_Task to complete_
Retype, word for word, every line from the one holding "Mark one point per instance of the baked" through the one holding "Mark one point per instance of the chocolate" in the entries below, both included, and only those lines.
Start of Data extracts
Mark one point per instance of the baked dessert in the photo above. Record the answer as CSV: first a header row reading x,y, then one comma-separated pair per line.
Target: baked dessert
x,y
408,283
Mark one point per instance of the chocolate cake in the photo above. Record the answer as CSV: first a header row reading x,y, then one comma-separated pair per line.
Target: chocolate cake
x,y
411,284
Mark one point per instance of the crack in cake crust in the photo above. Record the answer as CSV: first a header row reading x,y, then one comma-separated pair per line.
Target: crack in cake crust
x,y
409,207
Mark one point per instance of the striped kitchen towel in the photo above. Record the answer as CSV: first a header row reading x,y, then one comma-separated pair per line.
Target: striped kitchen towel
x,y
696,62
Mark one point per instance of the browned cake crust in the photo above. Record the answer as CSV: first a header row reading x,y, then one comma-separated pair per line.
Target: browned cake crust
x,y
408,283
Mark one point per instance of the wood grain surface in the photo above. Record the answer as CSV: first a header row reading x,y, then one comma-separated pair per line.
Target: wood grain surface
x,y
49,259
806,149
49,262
End of Data extracts
Start of Data extracts
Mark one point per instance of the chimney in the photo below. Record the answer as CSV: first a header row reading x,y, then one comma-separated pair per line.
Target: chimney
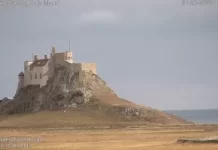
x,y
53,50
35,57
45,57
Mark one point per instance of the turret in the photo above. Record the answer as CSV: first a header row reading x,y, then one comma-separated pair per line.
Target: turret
End of Data extracts
Start of Data extracts
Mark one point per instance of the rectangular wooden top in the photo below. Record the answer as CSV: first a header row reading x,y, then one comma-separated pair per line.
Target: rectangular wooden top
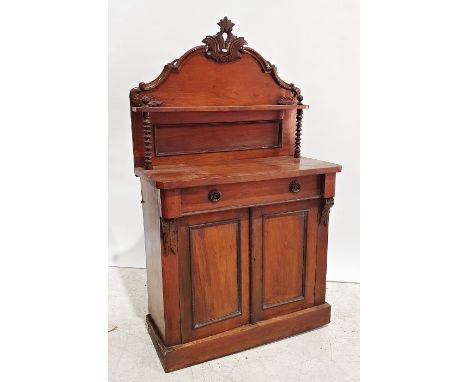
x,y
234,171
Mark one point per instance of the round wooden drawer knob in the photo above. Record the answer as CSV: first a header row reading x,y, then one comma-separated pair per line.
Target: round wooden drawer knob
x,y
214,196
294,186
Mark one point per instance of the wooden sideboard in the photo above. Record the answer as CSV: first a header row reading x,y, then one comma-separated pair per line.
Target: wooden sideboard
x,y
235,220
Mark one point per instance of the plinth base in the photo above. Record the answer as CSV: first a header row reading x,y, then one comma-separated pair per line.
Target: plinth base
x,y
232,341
End of Data extracts
_Answer to this problem_
Mark one point per instance of the baked dessert in the photo above. Record the answer as CSV: first a header row reading x,y, then one comma-separated pair per line.
Target: baked dessert
x,y
408,283
Mark one point per instance of the chocolate cake in the photo above. Record the answer as CSV: first a header row reading x,y, then one comma-separated pair per line.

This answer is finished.